Estes subprodutos que hoje estão consolidados no mercado, antigamente eram descartados, como, por exemplo, na produção de açúcar, onde a fibra úmida oriunda do colmo, o bagaço, era material de descarte, pois não se tinha conhecimento de seu valor (CORTEZ et al., s.d.).
Com a definição direcionada dos processos para a obtenção de açúcar de alto padrão e o começo da produção de álcool em larga escala, a indústria começou a gerar uma linha de descarte agroindustrial conhecida como subprodutos, dando origem a valiosos produtos como a torta de filtro e a vinhaça (CORTEZ et al., s.d.).
Subprodutos da indústria sucroenergética
Bagaço
O bagaço de cana-de-açúcar é um subproduto lignocelulósico da produção de etanol e açúcar, tendo como base da sua constituição, celulose, hemicelulose e lignina. Em média, o bagaço representa 28% do peso total da matéria total, sendo a sua composição elementar descrita na tabela abaixo (ANDRADE, 2015).
Este coproduto fibroso é obtido através da moagem da cana, sendo extremamente valioso, devido a sua consolidação na indústria brasileira. Sua proporção na produção é de 280 kg de bagaço para cada tonelada de cana moída, portanto, é bastante abundante (ANDRADE, 2015).
Dentre suas utilizações, destaca-se a geração de energia através da queima, até a incorporação ao solo e, também, como integrante na alimentação animal (ANDRADE,2015).
Vinhaça
A vinhaça é obtida através da produção de álcool, após a fermentação do mosto e destilação do vinho. A composição deste material contém 2 a 6% de constituintes sólidos, descontando a matéria orgânica. Abordando a questão mineral, este resíduo apresenta quantidades elevadas de potássio e médias de cálcio e magnésio. O seu rendimento de produção está diretamente relacionado com o teor alcoólico obtido na fermentação, podendo variar de 10 a 18 litros de vinhaça por litro de álcool produzido (BAFFA et al., 2009).
A composição química da vinhaça varia de acordo com o tipo de vinho destilado, da natureza e composição da matéria prima, do sistema usado no mosto, do método de fermentação adotado e do sistema de condução de fermentação alcoólica, da raça de levedura, dos equipamentos de destilação, do modo de destilação e do tipo de flegma (BAFFA et al., 2009).
Torta de filtro
A torta de filtro tem como composição uma mistura de bagaço moído e iodo da decantação proveniente do processo de clarificação do açúcar ou do filtro do caldo extraído das moendas, apresentando em média, alto teor de umidade, matéria orgânica e macro e micronutrientes (TELLECHEA, 2015).
Esta composição pode-se alterar por diversos fatores, entre eles vale ressaltar a variedade de cana, tipo de solo, maturação da cana e o processo de clarificação do caldo. Em média, no processamento da cultura da cana, são produzidos cerca de 30 kg de torta de filtro para cada tonelada de cana moída (TELLECHEA, 2015).

• **Entradas fornecidas**:
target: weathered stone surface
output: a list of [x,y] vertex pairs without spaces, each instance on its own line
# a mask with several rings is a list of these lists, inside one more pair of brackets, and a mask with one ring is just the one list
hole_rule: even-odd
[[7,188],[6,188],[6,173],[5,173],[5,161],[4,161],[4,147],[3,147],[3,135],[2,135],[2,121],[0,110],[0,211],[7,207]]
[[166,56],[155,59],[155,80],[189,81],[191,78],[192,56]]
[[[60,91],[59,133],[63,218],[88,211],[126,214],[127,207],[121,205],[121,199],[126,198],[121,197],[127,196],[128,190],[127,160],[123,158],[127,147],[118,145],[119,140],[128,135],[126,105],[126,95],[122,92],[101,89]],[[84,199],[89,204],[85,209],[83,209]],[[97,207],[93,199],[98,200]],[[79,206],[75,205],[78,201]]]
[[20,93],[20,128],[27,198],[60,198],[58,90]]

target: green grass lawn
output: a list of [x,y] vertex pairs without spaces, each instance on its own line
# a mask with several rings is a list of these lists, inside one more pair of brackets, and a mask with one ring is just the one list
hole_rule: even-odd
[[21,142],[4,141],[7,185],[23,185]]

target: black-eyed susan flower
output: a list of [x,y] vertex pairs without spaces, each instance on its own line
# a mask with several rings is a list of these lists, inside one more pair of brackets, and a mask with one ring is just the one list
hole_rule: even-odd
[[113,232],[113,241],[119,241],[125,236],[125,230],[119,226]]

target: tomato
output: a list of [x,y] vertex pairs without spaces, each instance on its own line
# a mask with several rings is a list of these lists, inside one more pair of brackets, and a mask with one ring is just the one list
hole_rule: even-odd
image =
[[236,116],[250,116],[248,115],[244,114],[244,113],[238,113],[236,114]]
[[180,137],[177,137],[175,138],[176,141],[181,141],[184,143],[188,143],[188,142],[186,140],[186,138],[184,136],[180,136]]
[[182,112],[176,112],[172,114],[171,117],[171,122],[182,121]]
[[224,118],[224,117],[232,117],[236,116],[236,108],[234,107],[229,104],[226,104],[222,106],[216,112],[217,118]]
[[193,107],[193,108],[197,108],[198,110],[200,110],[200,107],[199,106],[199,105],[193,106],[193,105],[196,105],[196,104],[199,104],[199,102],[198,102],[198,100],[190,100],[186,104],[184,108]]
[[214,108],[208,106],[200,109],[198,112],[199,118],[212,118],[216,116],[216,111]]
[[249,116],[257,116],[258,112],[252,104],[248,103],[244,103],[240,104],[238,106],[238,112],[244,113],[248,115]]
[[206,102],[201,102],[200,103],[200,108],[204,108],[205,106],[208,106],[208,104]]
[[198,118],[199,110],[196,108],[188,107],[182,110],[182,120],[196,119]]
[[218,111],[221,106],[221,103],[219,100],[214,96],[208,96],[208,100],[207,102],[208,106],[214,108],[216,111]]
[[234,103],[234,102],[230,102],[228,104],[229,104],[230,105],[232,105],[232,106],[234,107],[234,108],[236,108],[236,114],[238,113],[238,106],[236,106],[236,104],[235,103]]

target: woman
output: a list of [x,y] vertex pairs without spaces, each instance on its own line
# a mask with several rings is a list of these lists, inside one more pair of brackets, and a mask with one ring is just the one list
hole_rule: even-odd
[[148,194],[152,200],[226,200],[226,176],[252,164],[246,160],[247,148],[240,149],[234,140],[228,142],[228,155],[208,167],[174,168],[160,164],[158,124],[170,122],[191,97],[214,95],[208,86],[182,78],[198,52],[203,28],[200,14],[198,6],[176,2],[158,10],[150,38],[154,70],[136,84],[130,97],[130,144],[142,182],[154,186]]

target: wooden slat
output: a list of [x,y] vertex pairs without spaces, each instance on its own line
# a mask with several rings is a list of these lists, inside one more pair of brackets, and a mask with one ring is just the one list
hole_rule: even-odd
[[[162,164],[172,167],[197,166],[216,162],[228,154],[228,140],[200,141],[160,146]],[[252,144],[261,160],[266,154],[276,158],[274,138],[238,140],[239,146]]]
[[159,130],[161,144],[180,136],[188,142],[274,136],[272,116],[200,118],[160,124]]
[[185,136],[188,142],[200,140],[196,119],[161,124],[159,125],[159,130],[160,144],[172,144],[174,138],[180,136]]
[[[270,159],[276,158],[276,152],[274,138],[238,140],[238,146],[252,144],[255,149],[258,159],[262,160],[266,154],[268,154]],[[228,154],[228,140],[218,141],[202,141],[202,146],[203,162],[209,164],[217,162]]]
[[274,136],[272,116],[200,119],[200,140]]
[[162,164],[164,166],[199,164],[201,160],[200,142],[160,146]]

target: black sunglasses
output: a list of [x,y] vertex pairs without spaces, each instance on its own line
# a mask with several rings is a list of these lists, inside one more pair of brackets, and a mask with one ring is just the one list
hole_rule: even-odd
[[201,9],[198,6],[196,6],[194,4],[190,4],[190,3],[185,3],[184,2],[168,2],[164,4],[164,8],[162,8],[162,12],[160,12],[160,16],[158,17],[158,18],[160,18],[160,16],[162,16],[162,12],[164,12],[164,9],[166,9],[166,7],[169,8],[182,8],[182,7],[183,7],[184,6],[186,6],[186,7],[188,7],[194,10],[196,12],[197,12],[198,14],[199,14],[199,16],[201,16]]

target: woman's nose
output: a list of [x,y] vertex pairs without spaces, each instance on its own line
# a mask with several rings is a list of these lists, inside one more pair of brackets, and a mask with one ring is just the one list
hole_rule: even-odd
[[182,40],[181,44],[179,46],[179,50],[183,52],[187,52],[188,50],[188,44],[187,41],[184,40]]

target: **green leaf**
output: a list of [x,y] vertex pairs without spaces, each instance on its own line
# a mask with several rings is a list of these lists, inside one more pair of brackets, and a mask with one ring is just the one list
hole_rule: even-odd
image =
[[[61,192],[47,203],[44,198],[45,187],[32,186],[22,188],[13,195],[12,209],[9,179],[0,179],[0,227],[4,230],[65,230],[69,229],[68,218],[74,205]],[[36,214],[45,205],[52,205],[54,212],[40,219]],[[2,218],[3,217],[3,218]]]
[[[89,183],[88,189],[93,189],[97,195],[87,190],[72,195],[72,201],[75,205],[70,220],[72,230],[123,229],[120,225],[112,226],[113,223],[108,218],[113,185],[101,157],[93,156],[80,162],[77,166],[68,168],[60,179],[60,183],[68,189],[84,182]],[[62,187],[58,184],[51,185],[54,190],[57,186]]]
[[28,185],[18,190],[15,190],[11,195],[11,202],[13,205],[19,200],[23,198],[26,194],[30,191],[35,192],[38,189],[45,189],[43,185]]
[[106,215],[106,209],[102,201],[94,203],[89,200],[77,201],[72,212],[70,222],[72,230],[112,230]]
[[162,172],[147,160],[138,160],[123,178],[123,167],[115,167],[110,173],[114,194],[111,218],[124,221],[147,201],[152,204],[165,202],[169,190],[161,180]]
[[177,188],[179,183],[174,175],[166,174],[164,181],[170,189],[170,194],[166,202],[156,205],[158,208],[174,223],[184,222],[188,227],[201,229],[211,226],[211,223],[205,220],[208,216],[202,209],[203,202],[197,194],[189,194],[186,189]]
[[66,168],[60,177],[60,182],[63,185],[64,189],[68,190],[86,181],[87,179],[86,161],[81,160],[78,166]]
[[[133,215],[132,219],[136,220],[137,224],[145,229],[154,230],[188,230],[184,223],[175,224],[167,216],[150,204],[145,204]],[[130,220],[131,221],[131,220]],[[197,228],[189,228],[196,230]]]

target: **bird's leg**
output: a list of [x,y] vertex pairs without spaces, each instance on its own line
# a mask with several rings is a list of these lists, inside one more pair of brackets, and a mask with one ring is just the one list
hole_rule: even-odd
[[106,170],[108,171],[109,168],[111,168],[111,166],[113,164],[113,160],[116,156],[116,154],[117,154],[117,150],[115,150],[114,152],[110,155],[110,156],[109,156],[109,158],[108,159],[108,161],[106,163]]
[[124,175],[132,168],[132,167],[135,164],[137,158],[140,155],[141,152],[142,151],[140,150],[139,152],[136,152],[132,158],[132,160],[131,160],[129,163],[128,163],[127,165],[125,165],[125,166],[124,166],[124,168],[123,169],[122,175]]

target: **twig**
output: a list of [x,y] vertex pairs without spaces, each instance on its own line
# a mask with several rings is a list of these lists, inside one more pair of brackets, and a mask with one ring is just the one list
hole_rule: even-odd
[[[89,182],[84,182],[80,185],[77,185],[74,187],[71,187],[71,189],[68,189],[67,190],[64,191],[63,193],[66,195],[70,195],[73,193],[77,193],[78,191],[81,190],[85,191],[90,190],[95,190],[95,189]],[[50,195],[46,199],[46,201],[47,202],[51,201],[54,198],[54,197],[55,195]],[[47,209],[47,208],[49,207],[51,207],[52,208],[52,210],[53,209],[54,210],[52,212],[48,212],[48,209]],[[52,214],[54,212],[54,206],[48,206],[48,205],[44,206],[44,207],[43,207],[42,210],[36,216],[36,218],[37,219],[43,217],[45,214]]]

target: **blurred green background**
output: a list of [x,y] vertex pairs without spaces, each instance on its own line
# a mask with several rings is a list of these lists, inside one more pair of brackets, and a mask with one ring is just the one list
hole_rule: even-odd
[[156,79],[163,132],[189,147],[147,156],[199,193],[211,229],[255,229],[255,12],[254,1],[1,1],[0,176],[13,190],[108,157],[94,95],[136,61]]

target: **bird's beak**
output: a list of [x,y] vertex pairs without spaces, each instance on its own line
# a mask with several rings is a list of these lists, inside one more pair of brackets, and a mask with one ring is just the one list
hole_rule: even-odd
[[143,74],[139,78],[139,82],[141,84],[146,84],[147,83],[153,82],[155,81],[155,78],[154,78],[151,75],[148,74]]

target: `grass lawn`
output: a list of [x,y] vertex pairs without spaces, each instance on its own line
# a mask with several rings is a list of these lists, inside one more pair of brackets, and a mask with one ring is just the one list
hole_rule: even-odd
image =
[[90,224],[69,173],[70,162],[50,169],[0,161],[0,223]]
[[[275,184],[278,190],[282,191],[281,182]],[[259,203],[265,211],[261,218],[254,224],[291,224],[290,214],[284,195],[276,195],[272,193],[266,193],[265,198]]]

• **Desafio A**:
No texto sobre subprodutos da cana-de-açúcar, você pode reescrever em forma de lista o parágrafo que começa com "Este coproduto fibroso", mantendo os fatos principais?
• **Desafio B**:
Você pode dar sequência ao texto sobre subprodutos da cana-de-açúcar a partir do ponto em que ele termina?

• **Resposta da tarefa A**:
- Coproduto fibroso obtido pela moagem da cana.
- Extremamente valioso por estar consolidado na indústria brasileira.
- Gerado na proporção de 280 kg de bagaço por tonelada de cana moída, o que o torna bastante abundante (ANDRADE, 2015).

• **Resposta da tarefa B**:
Utilização dos subprodutos da indústria sucroenergética para adubação
A vinhaça e a torta de filtro são subprodutos do setor sucroenergético que apresentam diversas vantagens nutricionais para as lavouras canavieiras. Esse fato, alinhado ao drástico aumento do custo dos fertilizantes químicos, foi responsável pela intensificação da utilização desses compostos para a adubação dos canaviais.
Para a produção de 1 litro de álcool, são produzidos também cerca de 12 litros de vinhaça, que pode apresentar diferentes concentrações de potássio conforme sua origem. Por exemplo, a vinhaça produzida em fábricas de açúcar ao submeter o melaço à reação de fermentação carrega uma maior concentração do macronutriente em relação à vinhaça que foi resultado dos processos de fermentação do caldo de cana para a produção de etanol (UDOP, 2003).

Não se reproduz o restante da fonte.